Objective 1: Format the rows from the line containing "Where can the white face" through the line containing "<point>729,200</point>" as a JSON list of strings, one string per line, leaving out any blank lines.

Excerpt to read:
Joh 15:7  If you remain in me and my words remain in you, ask whatever you want and it will be done for you. The emphasis in these verses is positive: remain with Jesus and bear much fruit. Effective prayer is based on faith in Christ and on His words remaining in believers. Christ’s words condition and control such a believer’s mind so that his prayers conform to the Father’s will. Since his prayer is in accord with God’s will, the results are certain – it will be given you. Fulfilled prayers bring glory to the Father because, like Jesus, His disciples are doing the heavenly Father’s will.

Psa 42:11  Why, my soul, are you so dejected? Why are you in such turmoil? Put your hope in God, for I will still praise him, my Savior and my God. But faith always has the last word. Don’t be discouraged. Don’t be unsettled. Hope in God; you will be delivered from your enemies and from your depression as well. And you’ll praise Him once again as your Savior and your God. As someone has said: The remedy—challenge depression, look up, hope. The Christian life is alertness, upward striving, activity, the running of a race. It is never downcast eyes, folded hands and the acceptance of defeat.

Deu 7:6  For you are a holy people belonging to the LORD your God. The LORD your God has chosen you to be his own possession out of all the peoples on the face of the earth. The basis for the command to destroy the Canaanites lay in God’s election of Israel. The word translated chosen means “to be chosen for a task or a vocation.” God had selected Israel as His means of sanctifying the earth. Thus, they were holy (set apart for God’s special use) and were His treasured possession. Since the Canaanites were polluting the earth, and since they might endanger Israel’s complete subordination to the will of the Lord, they either had to repent or be eliminated. And as stated, for 400 years they had refused to repent.

Rom 15:14  My brothers and sisters, I myself am convinced about you that you also are full of goodness, filled with all knowledge, and able to instruct one another. Though he has never met the Roman Christians, he is confident that they will welcome his admonitions. This confidence is based on what he has heard of their goodness. In addition, he is assured of their knowledge of Christian doctrine, which qualifies them to admonish others.

Data:
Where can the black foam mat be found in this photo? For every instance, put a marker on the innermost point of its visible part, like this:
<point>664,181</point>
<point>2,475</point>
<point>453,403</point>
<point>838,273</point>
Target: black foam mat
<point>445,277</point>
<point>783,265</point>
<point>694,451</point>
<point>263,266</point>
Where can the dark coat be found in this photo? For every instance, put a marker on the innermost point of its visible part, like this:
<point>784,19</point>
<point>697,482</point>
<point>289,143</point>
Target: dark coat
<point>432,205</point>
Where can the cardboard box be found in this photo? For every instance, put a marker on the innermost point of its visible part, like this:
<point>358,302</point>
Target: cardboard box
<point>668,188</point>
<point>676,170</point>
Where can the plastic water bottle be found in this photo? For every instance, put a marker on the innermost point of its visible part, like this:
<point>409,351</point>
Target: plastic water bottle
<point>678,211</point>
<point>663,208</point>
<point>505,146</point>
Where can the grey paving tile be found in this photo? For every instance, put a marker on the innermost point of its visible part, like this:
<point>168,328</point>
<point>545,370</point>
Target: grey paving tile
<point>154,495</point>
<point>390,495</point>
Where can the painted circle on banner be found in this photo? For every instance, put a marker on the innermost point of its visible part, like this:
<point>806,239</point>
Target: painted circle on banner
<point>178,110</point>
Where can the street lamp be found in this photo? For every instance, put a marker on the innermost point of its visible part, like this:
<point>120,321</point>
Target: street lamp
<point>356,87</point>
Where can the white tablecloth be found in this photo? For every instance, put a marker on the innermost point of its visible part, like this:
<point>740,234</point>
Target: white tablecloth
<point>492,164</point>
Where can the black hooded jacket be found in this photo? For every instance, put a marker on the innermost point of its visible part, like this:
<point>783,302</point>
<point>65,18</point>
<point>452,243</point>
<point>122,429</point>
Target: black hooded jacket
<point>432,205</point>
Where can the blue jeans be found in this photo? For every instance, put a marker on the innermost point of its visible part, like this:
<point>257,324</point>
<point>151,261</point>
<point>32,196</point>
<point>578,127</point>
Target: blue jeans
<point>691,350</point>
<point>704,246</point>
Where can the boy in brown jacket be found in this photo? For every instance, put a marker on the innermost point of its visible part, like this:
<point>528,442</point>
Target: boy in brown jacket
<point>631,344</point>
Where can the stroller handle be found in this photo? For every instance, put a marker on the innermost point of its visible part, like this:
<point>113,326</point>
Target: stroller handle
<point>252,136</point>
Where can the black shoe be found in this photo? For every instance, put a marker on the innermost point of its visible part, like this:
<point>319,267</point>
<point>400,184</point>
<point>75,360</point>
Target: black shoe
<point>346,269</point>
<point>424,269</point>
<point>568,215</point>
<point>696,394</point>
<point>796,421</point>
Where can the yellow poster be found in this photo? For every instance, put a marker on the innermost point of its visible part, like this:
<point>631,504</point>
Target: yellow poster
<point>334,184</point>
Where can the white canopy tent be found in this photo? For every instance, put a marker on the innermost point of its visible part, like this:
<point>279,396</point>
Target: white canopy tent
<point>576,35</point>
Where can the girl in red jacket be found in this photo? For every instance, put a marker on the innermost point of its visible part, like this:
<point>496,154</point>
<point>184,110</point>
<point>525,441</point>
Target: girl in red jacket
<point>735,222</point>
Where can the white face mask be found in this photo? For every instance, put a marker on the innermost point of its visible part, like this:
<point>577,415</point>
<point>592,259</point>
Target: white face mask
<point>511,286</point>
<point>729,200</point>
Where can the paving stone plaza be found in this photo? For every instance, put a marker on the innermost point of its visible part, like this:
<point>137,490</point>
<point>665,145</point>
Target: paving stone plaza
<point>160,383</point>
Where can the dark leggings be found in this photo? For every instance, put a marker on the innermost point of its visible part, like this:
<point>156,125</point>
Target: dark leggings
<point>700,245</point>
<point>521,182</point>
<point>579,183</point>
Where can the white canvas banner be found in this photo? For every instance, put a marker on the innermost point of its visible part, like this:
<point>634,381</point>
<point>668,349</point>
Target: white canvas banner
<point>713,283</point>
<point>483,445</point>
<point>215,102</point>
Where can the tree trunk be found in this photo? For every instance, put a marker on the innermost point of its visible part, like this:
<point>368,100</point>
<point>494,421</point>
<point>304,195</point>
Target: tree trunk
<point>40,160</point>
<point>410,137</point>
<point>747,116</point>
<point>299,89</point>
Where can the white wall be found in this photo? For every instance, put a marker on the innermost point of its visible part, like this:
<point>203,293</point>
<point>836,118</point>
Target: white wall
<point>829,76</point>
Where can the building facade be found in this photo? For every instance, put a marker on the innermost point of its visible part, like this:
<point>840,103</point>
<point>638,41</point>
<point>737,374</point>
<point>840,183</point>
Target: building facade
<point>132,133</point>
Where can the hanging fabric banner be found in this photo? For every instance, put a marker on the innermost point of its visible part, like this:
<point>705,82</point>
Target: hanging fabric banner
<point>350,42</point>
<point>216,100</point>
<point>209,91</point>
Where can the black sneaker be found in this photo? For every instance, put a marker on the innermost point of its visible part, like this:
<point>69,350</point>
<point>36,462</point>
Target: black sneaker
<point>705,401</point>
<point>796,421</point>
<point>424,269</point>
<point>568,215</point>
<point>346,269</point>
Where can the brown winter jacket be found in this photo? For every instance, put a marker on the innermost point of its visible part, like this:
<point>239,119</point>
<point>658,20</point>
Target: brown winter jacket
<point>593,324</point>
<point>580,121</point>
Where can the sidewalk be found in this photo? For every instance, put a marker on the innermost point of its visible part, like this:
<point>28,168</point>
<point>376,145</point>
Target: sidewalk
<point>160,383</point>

Objective 2: Summarize the Bible verse commentary in three sentences.

Exercise response 1:
[
  "Where can the white face mask be found in this photo? For every instance, put a marker on the innermost point of its visible part, like this:",
  "<point>577,415</point>",
  "<point>592,259</point>",
  "Target: white face mask",
  "<point>511,286</point>",
  "<point>729,200</point>"
]

Exercise response 2: The commentary on John 15:7 says effective prayer rests on faith in Christ and on His words remaining in believers, so their prayers conform to the Father's will and the results are certain. On Psalm 42:11 it urges hope in God over dejection, and on Deuteronomy 7:6 it explains that God chose Israel as a holy people set apart for His special use, so the Canaanites had to repent or be eliminated. On Romans 15:14 it expresses confidence that the Roman Christians will welcome admonitions because of their goodness and their knowledge of Christian doctrine.